I tried to use CockroachDB for a side project. Gave up after a month on and off of trying to migrate a x00 GB MySQL database to it.

If you are starting a new project and willing to build on it, it looks pretty awesome. But there is zero migration capabilities, which in my mind would be the core focus of a product that pitches drop in scalability.

manigandham · on July 18, 2019

It's Postgres-compatible so MySQL will be more difficult to migrate seamlessly, but they do documentation detailing the process and functionality to restore a database dump from object storage: https://www.cockroachlabs.com/docs/stable/migrate-from-mysql...

Did this not work?

dsl · on July 18, 2019

Sure - but the majority of customers with cash who want to migrate to something better are not going to be coming from Postgres.

The MySQL import does not work for a lot of edge cases. They are aware of this and have open bugs that don't seem to be moving quickly. :/

dongxu · on July 19, 2019

If you want a MySQL-compatible NewSQL database, maybe you can try TiDB.

mdekkers · on July 19, 2019

Used in DC/OS for the Identity and Access Manager https://docs.mesosphere.com/1.13/overview/architecture/compo...

mandeepj · on July 18, 2019

Not directly related.

But you can definitely find some case studies from here - https://www.cockroachlabs.com/community/tech-talks/

the_common_man · on July 18, 2019

Does anyone know how much the support costs?

tracker1 · on July 18, 2019

Yeah, without at least a few lower-level support pricing examples, I just assume it's too much and move on when I've looked at it... the backup limitations for community installs is a no go for me.

gigatexal · on July 20, 2019

We are using it in production on Kubernetes. As a former MS SQLServer DBA here are some thoughts:

Firstly, if you're using SQLAlchemy as anything more than a query builder rethink your approach and act accordingly. That being said, maybe rethink the use of an ORM at all -- but that's my pet peeve it might not be yours. SQLAlchemy in particular at least in versions 2.x just doesn't like the retryable transaction approach that CRDB takes. We've had to move to modifying SQLAlchemy in our application to get it to co-operate. Had we been using stored procedures or raw sql this would not have been a problem.

Some records:
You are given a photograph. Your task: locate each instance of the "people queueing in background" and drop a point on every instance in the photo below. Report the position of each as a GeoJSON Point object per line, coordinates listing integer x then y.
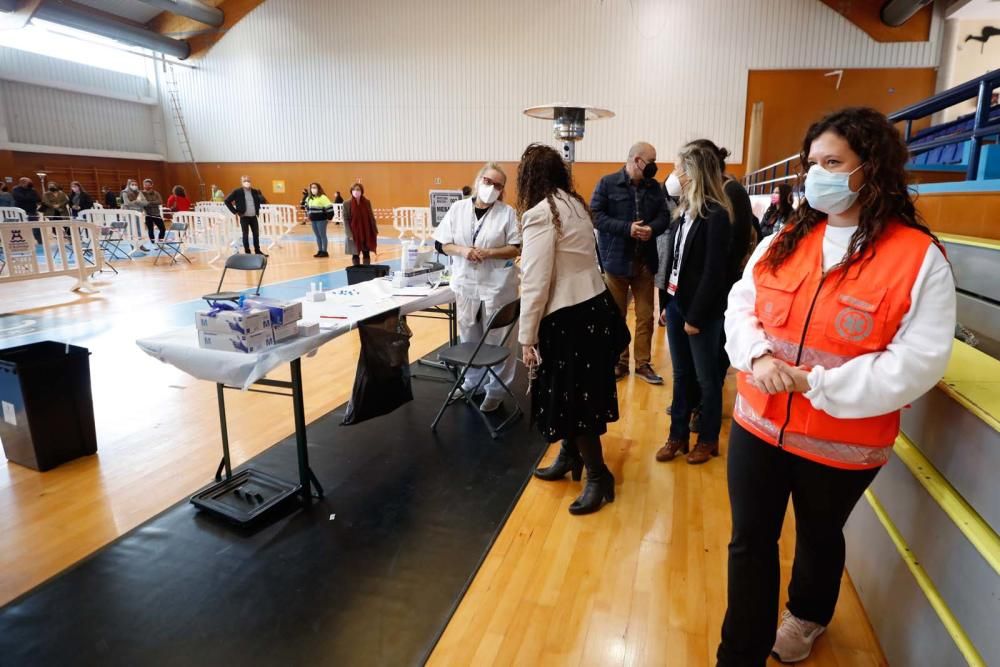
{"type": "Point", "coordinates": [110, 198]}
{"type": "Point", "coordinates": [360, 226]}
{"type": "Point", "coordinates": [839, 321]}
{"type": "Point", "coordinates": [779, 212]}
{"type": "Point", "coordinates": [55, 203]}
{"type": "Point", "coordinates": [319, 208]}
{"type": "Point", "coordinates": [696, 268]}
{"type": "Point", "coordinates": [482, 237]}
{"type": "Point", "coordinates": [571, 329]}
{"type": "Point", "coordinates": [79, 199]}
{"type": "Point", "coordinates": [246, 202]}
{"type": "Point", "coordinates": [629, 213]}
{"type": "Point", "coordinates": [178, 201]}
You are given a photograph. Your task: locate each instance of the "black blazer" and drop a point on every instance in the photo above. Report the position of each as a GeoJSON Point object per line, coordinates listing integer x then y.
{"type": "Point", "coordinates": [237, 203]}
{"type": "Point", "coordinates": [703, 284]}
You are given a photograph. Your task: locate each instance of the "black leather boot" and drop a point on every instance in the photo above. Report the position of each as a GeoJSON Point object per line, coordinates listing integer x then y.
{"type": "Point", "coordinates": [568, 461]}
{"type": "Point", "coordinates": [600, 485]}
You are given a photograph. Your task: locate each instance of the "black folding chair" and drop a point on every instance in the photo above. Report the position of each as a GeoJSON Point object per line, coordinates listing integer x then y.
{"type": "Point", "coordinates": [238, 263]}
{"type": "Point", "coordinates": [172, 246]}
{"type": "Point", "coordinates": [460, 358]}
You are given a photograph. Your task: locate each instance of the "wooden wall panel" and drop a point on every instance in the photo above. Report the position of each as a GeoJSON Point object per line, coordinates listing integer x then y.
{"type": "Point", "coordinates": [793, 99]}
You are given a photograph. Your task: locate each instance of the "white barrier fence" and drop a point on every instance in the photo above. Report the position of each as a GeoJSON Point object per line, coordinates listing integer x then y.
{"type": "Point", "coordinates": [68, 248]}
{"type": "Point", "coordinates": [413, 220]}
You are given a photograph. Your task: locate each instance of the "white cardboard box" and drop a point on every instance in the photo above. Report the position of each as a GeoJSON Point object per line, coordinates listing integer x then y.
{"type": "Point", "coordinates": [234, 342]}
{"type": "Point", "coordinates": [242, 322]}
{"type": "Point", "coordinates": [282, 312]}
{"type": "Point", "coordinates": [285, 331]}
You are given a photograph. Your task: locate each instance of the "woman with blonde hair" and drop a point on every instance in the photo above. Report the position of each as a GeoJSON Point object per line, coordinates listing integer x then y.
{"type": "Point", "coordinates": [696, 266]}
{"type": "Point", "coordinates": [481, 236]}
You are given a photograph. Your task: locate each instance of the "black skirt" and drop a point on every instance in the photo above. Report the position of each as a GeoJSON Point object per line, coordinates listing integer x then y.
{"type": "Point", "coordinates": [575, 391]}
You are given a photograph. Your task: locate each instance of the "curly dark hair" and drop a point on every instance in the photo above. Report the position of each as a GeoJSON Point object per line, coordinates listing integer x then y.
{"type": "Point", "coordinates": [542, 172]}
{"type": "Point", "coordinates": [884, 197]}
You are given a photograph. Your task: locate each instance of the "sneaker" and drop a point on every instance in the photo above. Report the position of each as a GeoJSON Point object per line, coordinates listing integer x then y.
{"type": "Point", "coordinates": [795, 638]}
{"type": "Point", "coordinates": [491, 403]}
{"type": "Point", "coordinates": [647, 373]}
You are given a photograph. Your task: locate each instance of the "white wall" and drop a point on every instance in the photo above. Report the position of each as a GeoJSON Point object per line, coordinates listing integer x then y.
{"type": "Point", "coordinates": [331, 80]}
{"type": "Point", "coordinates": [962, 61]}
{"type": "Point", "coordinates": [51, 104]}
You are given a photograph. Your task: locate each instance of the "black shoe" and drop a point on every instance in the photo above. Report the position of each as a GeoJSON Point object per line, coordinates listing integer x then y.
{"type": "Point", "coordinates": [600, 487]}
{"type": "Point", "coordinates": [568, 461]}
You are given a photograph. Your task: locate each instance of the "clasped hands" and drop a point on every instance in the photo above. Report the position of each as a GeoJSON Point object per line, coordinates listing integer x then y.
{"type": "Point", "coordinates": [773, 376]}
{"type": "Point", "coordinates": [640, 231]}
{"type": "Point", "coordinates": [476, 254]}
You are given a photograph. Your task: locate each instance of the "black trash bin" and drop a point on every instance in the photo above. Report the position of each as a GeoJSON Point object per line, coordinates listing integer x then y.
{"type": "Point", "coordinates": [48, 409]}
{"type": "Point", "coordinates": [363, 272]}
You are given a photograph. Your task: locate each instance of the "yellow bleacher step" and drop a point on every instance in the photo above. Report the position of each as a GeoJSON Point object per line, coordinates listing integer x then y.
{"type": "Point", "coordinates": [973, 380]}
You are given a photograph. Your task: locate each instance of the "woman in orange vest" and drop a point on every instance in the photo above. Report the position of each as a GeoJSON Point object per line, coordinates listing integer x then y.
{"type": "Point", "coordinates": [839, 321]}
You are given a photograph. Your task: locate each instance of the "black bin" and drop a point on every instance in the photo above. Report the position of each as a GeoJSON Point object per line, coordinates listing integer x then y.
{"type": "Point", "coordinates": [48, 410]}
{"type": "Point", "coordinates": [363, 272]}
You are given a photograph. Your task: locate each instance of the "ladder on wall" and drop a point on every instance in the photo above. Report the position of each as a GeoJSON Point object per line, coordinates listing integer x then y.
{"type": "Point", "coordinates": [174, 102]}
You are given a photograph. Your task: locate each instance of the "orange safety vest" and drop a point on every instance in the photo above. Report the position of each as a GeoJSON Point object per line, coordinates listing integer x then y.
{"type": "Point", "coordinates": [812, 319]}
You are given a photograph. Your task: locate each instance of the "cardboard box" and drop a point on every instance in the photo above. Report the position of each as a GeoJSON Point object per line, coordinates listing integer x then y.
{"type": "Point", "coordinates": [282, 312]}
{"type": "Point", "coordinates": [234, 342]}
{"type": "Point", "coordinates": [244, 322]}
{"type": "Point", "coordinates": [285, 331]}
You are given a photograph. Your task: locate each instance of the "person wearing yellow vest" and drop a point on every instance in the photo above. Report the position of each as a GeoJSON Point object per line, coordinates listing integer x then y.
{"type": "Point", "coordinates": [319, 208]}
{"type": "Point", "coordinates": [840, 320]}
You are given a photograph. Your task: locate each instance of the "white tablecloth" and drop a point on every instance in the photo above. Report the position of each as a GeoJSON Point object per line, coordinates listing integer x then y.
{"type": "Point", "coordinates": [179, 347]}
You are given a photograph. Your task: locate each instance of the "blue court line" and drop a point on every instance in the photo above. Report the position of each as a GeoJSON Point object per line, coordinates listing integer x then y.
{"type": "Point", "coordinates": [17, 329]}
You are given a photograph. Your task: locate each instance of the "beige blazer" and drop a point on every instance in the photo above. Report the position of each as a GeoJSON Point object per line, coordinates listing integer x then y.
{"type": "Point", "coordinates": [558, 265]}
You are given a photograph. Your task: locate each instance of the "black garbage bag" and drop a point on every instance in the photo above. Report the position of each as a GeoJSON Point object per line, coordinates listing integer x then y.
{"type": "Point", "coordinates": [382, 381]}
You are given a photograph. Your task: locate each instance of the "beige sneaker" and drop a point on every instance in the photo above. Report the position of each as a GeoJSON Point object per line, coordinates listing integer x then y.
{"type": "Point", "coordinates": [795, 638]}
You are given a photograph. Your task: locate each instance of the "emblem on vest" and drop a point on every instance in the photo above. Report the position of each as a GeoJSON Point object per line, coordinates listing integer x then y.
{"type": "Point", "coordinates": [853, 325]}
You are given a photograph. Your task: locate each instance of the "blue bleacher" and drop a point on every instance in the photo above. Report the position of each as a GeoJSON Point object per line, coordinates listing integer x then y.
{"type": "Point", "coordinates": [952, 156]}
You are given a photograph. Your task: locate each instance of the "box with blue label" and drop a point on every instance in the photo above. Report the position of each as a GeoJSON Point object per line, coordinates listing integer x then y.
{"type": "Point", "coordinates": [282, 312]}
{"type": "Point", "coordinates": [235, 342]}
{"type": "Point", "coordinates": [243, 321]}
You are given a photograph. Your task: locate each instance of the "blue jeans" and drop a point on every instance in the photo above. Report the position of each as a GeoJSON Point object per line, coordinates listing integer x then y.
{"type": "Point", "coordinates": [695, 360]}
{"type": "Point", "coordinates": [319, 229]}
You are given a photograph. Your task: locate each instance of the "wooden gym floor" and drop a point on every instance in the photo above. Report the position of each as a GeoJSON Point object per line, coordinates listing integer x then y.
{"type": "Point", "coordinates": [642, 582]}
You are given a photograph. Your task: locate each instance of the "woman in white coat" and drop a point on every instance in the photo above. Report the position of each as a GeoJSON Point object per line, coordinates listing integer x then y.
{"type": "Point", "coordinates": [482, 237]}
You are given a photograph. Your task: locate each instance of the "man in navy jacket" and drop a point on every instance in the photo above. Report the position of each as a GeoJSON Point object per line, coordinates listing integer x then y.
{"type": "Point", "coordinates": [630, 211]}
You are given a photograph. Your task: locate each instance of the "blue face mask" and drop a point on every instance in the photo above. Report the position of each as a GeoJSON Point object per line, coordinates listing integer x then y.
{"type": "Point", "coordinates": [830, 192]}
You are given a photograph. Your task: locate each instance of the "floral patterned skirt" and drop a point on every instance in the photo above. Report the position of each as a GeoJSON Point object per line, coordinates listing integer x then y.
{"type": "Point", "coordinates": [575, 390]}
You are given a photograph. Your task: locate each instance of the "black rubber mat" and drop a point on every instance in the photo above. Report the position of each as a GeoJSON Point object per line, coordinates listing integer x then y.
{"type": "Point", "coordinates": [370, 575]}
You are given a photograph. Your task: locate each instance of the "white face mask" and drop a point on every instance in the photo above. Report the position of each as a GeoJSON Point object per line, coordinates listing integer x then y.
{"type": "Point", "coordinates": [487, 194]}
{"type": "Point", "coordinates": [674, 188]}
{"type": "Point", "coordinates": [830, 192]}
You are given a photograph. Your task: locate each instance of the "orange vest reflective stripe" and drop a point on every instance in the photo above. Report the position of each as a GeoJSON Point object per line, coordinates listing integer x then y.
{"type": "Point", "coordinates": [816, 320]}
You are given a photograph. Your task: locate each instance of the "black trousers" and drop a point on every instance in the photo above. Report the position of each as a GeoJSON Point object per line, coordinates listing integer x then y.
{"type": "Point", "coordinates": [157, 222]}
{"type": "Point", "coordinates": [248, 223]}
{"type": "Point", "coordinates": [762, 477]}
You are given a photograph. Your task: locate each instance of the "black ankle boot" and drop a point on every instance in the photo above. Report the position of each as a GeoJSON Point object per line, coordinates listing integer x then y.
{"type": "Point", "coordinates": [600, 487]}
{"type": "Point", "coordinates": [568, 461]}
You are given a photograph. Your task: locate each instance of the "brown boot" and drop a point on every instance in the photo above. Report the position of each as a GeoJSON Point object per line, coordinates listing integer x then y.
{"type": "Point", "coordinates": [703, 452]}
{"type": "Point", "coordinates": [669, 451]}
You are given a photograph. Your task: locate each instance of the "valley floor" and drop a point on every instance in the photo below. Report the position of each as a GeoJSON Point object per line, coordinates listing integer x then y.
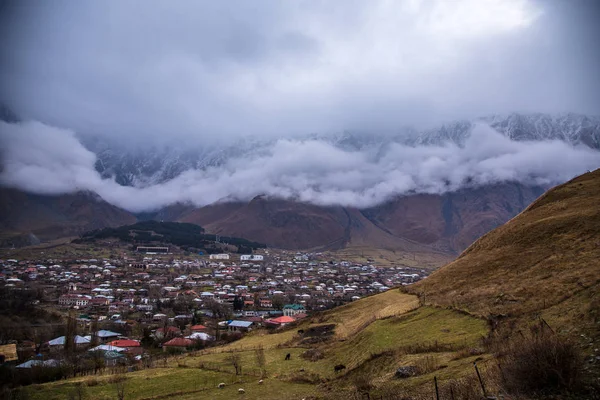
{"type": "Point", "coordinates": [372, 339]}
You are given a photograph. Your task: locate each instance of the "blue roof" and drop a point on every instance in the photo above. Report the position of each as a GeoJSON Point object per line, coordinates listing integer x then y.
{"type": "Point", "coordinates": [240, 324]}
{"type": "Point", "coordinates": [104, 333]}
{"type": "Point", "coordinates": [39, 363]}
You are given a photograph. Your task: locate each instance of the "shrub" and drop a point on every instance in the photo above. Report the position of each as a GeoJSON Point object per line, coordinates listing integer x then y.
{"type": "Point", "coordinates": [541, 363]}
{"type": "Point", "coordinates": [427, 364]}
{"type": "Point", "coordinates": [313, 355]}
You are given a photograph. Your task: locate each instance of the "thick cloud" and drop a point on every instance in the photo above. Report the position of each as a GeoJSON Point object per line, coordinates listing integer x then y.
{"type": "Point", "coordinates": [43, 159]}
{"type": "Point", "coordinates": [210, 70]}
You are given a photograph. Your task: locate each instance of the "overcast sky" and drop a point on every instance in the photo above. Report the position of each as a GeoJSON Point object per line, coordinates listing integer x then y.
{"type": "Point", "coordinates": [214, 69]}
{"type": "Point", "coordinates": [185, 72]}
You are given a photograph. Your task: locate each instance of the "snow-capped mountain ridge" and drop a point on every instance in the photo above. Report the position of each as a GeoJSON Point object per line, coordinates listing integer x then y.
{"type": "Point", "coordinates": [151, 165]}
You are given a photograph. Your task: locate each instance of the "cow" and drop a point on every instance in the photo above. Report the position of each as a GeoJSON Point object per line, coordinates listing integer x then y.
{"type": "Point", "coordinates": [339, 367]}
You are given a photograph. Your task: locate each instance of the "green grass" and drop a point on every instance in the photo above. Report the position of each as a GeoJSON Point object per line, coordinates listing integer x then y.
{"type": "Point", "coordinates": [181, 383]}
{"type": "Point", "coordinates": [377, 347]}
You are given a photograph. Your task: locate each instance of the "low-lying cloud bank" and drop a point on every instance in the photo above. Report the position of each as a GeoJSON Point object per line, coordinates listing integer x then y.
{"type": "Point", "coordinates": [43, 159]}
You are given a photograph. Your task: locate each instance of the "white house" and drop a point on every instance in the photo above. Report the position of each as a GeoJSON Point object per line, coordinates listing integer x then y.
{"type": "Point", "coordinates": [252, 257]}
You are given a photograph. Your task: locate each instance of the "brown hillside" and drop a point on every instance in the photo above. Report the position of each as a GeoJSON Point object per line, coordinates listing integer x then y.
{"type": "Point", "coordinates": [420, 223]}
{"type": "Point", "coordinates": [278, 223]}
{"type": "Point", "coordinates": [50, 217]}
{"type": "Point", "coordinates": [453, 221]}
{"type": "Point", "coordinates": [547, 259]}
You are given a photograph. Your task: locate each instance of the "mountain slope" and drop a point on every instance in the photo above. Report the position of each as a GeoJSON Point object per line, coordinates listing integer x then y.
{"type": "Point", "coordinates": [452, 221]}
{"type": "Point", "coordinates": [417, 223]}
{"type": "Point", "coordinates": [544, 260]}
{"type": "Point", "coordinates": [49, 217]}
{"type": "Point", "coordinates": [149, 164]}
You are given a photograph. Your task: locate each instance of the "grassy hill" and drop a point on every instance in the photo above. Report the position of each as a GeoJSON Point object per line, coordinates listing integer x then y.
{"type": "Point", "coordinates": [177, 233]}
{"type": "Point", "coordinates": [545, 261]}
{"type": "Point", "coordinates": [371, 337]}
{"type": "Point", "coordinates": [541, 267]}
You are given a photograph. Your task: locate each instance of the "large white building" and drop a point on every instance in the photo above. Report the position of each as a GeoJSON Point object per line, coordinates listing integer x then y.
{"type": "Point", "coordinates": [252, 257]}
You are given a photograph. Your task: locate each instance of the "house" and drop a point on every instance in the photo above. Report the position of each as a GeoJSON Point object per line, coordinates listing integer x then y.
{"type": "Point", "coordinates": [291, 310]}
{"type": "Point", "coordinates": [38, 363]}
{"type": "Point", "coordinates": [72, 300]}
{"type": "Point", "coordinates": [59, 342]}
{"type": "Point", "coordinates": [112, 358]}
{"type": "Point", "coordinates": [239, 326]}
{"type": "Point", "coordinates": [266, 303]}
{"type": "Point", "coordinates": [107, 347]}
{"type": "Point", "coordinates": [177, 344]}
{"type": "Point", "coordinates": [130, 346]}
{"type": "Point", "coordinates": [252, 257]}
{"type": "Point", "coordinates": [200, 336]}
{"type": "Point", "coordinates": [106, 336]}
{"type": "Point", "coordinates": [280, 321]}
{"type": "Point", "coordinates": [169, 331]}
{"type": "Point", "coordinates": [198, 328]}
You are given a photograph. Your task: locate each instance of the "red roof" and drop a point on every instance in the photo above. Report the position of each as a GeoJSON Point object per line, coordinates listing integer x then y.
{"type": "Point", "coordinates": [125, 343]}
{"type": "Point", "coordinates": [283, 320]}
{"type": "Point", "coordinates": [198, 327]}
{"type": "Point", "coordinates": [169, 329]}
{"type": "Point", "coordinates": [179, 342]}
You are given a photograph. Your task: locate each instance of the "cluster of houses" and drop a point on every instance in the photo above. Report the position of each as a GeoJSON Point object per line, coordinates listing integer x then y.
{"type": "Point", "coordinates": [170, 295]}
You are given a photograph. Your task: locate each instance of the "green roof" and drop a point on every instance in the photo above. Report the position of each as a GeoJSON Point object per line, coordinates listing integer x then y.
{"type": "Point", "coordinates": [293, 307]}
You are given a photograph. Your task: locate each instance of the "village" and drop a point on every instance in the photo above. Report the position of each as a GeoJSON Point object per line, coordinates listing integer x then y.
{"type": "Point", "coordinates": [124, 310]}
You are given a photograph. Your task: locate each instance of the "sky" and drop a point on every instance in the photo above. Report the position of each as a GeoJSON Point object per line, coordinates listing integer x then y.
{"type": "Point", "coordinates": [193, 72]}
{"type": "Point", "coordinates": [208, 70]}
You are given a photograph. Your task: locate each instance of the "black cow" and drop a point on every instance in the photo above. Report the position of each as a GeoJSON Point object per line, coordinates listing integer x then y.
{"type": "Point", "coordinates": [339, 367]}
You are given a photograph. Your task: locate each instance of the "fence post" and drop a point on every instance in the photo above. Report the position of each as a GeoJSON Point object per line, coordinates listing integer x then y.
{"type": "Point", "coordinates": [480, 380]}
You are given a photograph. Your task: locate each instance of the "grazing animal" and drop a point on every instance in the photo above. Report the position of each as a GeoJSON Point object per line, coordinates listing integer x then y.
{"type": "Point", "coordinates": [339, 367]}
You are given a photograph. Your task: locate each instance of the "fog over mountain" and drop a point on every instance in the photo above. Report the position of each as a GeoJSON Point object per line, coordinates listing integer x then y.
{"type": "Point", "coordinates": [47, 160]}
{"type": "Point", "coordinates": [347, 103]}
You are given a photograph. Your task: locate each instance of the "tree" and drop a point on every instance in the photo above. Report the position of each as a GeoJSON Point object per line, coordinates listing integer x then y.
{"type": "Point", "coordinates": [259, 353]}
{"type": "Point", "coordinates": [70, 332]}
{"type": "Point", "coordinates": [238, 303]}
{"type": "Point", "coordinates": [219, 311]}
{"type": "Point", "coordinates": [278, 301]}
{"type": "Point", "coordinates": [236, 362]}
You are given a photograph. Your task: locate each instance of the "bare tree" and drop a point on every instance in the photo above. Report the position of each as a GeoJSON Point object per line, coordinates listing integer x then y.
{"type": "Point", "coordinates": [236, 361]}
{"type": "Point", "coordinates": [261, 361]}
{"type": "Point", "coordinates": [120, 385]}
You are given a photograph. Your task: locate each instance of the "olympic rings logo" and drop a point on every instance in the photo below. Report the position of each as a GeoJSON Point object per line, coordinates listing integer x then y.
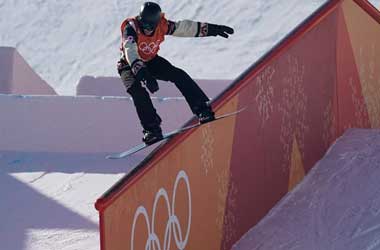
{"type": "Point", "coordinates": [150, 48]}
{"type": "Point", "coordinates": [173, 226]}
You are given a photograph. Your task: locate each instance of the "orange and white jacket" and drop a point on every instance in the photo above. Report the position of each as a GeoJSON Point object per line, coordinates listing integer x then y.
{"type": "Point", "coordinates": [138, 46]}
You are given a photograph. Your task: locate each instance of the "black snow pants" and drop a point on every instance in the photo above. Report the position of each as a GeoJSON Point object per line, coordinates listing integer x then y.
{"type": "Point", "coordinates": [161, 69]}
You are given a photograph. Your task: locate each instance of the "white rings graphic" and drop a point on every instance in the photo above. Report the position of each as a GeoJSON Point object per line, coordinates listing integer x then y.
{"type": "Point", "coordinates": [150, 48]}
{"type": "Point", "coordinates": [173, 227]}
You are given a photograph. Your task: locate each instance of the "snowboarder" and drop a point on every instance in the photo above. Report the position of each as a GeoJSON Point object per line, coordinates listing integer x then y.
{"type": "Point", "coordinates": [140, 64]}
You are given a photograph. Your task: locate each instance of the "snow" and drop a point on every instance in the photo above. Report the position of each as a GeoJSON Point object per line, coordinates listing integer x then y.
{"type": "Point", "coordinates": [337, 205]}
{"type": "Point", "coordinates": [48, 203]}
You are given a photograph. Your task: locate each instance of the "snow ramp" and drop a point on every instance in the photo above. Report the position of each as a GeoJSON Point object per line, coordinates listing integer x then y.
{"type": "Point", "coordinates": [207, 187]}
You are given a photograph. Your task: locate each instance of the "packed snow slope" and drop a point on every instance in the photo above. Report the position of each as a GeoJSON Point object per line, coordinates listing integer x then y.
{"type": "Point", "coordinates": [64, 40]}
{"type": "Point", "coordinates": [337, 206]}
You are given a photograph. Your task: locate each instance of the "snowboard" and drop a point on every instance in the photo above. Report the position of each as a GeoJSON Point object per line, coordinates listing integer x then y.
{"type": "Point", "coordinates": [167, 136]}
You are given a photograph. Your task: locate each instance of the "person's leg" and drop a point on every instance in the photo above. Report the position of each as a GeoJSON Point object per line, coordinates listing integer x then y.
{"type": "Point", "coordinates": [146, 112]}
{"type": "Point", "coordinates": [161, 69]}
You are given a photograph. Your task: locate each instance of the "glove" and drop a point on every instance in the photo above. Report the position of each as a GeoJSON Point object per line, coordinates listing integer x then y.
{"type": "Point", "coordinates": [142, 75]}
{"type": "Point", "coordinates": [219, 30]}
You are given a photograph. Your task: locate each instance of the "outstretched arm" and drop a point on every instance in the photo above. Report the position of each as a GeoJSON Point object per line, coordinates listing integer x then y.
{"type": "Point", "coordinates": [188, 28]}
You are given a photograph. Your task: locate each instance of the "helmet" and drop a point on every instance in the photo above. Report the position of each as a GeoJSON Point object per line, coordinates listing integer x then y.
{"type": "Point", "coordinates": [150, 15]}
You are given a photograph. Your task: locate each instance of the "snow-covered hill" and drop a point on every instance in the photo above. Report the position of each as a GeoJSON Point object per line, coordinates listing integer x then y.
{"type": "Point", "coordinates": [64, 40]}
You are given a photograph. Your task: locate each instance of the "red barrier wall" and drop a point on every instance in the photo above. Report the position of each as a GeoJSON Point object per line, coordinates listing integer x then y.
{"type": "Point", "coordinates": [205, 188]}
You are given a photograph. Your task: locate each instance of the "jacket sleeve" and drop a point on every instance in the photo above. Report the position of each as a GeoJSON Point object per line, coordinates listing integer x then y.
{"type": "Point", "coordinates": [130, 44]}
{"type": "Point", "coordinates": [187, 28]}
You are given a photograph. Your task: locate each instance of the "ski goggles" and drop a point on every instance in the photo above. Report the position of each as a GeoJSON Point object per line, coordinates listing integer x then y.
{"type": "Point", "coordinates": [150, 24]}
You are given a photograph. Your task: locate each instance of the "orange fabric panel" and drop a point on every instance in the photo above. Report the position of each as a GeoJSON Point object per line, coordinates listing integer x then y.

Required actions.
A - In the CockroachDB thread, why did the team running it on Kubernetes have to modify SQLAlchemy in their application? Please answer in one to three sentences.
B - Take the CockroachDB thread further, picking up after its final sentence.

Answer set.
A - SQLAlchemy, at least in versions 2.x, doesn't work well with the retryable transaction approach that CockroachDB takes. The team had to change it so it would cooperate; with stored procedures or raw SQL, this would not have been a problem.

B -
We started with v2.1.x and are now on v19.1 with a commercial license and overall are happy with the support: we have direct access to the engineers via slack, a ticket escalation process with quick turnaround times, and monthly meetings -- all that help us with the edge cases one is likely to hit with a new database.

Even the smallest requests get heard: I had been using one of the betas to check out what would be coming in the admin UI and didn't like the SQL query plan at the time and mentioned it in passing and a product manager reached out and picked my brain and my input along with others made it into the shipping release. The turnaround and the professionalism was impressive.

Our ops team loves CRDB. We set it up in K8s and it just works. It heals itself if a node goes down and replication ( a huge pain the ass with MySQL) is seamless. That said, they have a managed CRDB option, which if we didn't insist on running our own infrastructure I would have signed our company up for instead of rolling it ourselves.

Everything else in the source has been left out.